Excerpts from a dataset:
Content starts

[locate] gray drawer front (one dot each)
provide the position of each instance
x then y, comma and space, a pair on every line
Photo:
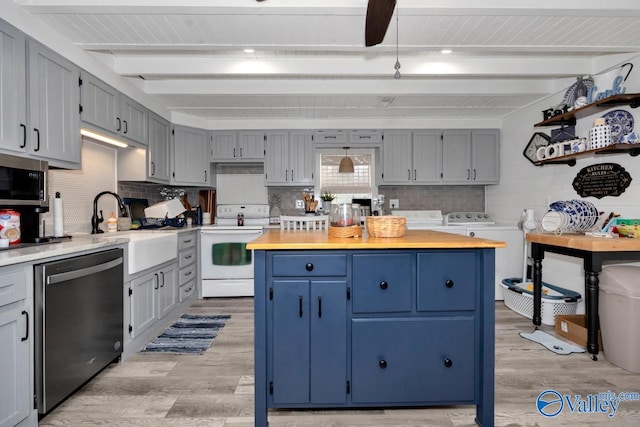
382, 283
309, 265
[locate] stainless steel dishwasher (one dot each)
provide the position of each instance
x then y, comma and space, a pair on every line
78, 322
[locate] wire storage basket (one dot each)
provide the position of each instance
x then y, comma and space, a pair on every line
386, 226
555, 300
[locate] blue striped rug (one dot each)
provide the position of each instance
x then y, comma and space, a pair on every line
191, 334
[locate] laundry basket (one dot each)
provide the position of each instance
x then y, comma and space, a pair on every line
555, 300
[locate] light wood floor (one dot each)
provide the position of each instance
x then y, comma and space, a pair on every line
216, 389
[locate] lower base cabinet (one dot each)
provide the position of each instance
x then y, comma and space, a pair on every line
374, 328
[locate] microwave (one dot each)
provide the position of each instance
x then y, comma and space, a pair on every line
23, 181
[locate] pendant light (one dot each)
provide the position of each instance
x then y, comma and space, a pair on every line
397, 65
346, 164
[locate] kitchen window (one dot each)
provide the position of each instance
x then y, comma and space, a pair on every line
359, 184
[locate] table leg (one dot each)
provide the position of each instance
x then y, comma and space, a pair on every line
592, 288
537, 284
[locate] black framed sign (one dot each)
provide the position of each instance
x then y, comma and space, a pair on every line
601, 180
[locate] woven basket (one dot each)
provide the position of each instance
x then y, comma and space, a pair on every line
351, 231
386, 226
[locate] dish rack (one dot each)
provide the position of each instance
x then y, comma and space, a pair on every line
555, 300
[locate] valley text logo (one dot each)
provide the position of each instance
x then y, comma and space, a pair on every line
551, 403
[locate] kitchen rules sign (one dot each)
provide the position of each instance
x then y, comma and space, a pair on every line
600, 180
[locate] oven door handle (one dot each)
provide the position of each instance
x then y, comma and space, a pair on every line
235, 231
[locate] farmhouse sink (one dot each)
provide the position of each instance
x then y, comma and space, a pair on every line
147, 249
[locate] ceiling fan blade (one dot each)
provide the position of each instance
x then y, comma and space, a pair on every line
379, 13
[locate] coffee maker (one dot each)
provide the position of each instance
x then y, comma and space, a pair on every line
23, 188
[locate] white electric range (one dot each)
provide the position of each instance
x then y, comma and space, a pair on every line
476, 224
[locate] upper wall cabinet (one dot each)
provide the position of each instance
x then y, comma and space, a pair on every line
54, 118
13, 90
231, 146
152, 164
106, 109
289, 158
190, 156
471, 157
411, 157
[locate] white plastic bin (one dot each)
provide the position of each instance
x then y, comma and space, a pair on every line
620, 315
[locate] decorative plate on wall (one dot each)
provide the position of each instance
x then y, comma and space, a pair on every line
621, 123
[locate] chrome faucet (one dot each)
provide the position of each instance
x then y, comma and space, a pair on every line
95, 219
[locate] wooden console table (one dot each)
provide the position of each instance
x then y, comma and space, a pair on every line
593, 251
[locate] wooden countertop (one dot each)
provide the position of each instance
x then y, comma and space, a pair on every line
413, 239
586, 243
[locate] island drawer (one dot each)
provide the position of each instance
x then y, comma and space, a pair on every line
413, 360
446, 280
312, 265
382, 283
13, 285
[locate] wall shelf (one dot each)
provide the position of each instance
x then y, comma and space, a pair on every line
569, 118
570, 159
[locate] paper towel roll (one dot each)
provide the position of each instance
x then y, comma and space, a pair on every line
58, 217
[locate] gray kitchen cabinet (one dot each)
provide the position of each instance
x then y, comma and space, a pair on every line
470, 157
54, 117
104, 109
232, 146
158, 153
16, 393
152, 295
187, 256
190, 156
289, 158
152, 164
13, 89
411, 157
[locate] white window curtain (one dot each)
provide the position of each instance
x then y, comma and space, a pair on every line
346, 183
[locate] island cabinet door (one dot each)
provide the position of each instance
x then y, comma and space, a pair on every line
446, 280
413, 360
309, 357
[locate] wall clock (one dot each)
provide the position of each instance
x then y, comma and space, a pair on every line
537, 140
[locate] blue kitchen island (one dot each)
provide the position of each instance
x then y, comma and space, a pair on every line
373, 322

Content ends

ASSIGNED TASK:
What is needed is an exact reproduction of the data, pictures excluded.

OUTPUT FOR THIS EXERCISE:
[locate] gray drawer front (one dot each)
provide the position of each instance
x then y, comma and space, a pair on every line
Photo:
382, 283
309, 265
[locate] stainless steel dishwasher (one dot each)
provide the position of each instance
x then y, comma and space, a pair on every line
78, 322
[locate] wire storage basket (one dot each)
provide the position of each instance
x then y, comma and space, a pair on every line
386, 226
555, 300
[locate] blue striped rug (one dot each)
provide the position of each instance
x then y, comma and space, a pair on every line
191, 334
[locate] laundry basket (one dot each)
provide the position of each instance
x then y, comma and space, a pair on every line
555, 300
[locate] light wood floor (one dot each)
provide the position of each instance
x then y, comma and space, a pair on every line
216, 389
[locate] lower base cabinet (one dot each)
provide the position of each instance
x then y, comma and space, a pair on every line
374, 328
[locate] microwave (one dot each)
provide the position of each instance
x then y, comma and space, a pair on every line
23, 181
[locate] pendant light (one dot each)
provide the position of each instance
x then y, comma and space, a pair on every line
397, 65
346, 164
[locate] kitchen window (one dot each)
provide the position of each instance
x then y, comma and space, a pair on every line
359, 184
[locate] table leg (one dot each)
provide the position of each instance
x then y, comma and space, a pair on every line
592, 288
537, 284
[locate] black framed sign (one dot each)
provide the position of each instance
x then y, comma and space, a pair on every line
601, 180
[locate] woven basket (one dot each)
provide the position of each instance
x then y, comma and space, a pair on every line
351, 231
386, 226
[locate] dish rack (one dot each)
provide the position of each instance
x then y, comma and space, a pair on every line
555, 300
[locate] valley text logo (one dot each)
provide the position of each instance
x then y, comma and space, a pair on every line
551, 403
[locate] kitchen rules sign (one dot each)
provide the position of each instance
x then y, comma and space, a pair on every line
600, 180
[locate] oven door handle (one dot each)
provide the position of each instance
x then y, comma and space, a pair on every line
235, 231
[locate] farmhouse sink (one dot each)
provide the position of each instance
x then y, comma and space, a pair on every line
147, 249
[locate] ceiling fan blade (one dot each)
provide the position of each instance
x then y, comma and space, a pair on every line
379, 13
[locate] coffee maker (one dot each)
provide the position of each instance
x then y, comma and space, a pair on every line
23, 188
[locate] white electric range (one dot each)
provide the position of each instance
x then y, comma and space, a pair on every line
476, 224
[locate] upper wall cabinet (one dot each)
provide the position of each instance
x then y, comma and space, a pair on every line
54, 118
13, 90
231, 146
152, 164
106, 109
289, 158
190, 156
471, 157
411, 157
[locate] white plastic bin (one dot each)
provide the position of each instance
x then y, comma and space, a pair on every line
620, 315
[locate] decorative plate on wall (one dot each)
provide the position of each instance
x then y, comma and space, a pair on every line
621, 123
[locate] chrome faucet (one dot each)
provide the position of each instance
x then y, comma and space, a pair on every line
95, 219
[locate] wooden console table (one dot each)
provide the position of each instance
x then y, comma and space, a pair on every line
593, 251
[locate] wooden countertop (one dot each)
provide the position of each instance
x then y, comma and space, a pair on every line
413, 239
586, 243
[locate] island drawer (one dot each)
provide the position of each instance
x then y, comma and space, a pair on every line
413, 360
446, 280
312, 265
382, 283
13, 285
[locate] wall shelf (one dot each)
provide the position of each instance
x then y, comma and space, a pair on every line
569, 118
570, 159
[locate] paper towel roll (one dot each)
provide the position of each instance
x then y, comma and space, a pair on every line
58, 217
[locate] gray kitchen cabinet (one dot each)
provide the position of each instance
x then y, comma and space, a pair on every line
470, 157
54, 117
104, 109
232, 146
158, 153
16, 393
152, 295
187, 256
190, 156
289, 158
152, 164
13, 89
411, 157
[locate] white window curtain (one dot each)
provide the position of each instance
x then y, comma and space, a pair on every line
346, 183
[locate] island cabinet door (one dot each)
provide the position of each instance
x then y, comma and space, a pair on every line
446, 280
413, 360
309, 357
[locate] wall clock (one dot each)
provide the position of each instance
x then y, comma and space, a pair on every line
537, 140
[locate] blue kitchen island (one dot each)
provide the position of each instance
x then y, comma and space, a pair on every line
373, 322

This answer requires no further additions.